- EXERCISE DESCRIPTION
Copy word for word the part of the atonement discussion below that runs from "Bob Robinson said..." up to and including "understand the Atonement.".

- PASSAGE GIVEN
1 - Is it fair to say that he gives the impression that this is the majority view in the ec? I haven't found this to be the case.
2 - Are people reacting against penal substitution, or against a sloppy version of penal substitution? To be honest, I've heard it articulated in such a way that it invites such criticism.
3 - I've never heard Brian McL make this particular statement. Did he provide a source?

Bob Robinson said...

Mike DeVries,

Let me say this: I know that Carson lines right up with Mark Dever on the Atonement. Dever wrote the cover story for Christianity Today (May 2006) that read, "No Substitute for the Substitute," defending Penal Substitution as the main way to understand the Atonement.

When that issue of CT hit the stands, I offered my analysis of it. I used the analogy of a bouquet of roses - that to understand the Atonement, we need to enjoy the entire bouquet; while Dever (and Carson) seek to single out one rose (Penal Substitution) as the main thing.

Mike DeVries said...

I'm not surprised. I read the Dever article in CT and had the same feeling as I did reading your post here.

It appears that "penal substitutionary atonement" has been turned into the litmus test for orthodoxy lately. And therein lies my concern. This one viewpoint is being held up as the [only?] way to read the significance of the atonement. If you were to share with someone that while you appreciate "penal substitutionary atonement" you've enjoyed exploring ___________ way of reading the atonement - sadly, the response often given is that communicates you've abandoned orthodoxy and "done damage" to the text.

By the way, I loved your bouquet metaphor. I've refered to it often. Do I owe you some kind of Starbucks-related royalty?

- ITEMS
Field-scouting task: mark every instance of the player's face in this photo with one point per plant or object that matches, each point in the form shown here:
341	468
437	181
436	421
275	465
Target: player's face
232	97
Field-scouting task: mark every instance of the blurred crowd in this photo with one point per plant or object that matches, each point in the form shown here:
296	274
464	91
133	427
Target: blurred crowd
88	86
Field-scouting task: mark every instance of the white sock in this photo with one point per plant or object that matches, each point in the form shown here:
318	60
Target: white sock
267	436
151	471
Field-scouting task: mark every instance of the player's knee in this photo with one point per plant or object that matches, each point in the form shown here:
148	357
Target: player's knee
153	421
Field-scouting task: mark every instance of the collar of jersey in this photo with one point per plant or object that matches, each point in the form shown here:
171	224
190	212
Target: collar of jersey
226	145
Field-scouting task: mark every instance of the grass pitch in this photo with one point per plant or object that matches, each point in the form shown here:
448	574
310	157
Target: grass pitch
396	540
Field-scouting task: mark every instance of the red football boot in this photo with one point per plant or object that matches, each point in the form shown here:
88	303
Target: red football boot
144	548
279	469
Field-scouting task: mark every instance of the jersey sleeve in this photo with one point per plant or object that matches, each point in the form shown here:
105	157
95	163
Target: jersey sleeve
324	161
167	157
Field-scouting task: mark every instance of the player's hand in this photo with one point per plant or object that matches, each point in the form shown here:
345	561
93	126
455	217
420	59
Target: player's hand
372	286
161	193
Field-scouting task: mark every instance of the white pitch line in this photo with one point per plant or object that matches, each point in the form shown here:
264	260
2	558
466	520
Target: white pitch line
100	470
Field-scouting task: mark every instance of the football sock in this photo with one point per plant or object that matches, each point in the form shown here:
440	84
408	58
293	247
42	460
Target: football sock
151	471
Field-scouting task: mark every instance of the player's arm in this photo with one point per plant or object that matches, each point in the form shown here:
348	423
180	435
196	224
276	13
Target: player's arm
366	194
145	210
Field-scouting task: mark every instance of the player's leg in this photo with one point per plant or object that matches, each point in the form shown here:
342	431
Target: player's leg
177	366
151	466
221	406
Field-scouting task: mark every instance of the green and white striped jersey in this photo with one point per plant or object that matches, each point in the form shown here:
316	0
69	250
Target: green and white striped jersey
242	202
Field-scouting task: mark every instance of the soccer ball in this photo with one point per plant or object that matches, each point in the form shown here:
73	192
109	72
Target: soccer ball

- RESPONSE BELOW
Bob Robinson said...

Mike DeVries,

Let me say this: I know that Carson lines right up with Mark Dever on the Atonement. Dever wrote the cover story for Christianity Today (May 2006) that read, "No Substitute for the Substitute," defending Penal Substitution as the main way to understand the Atonement.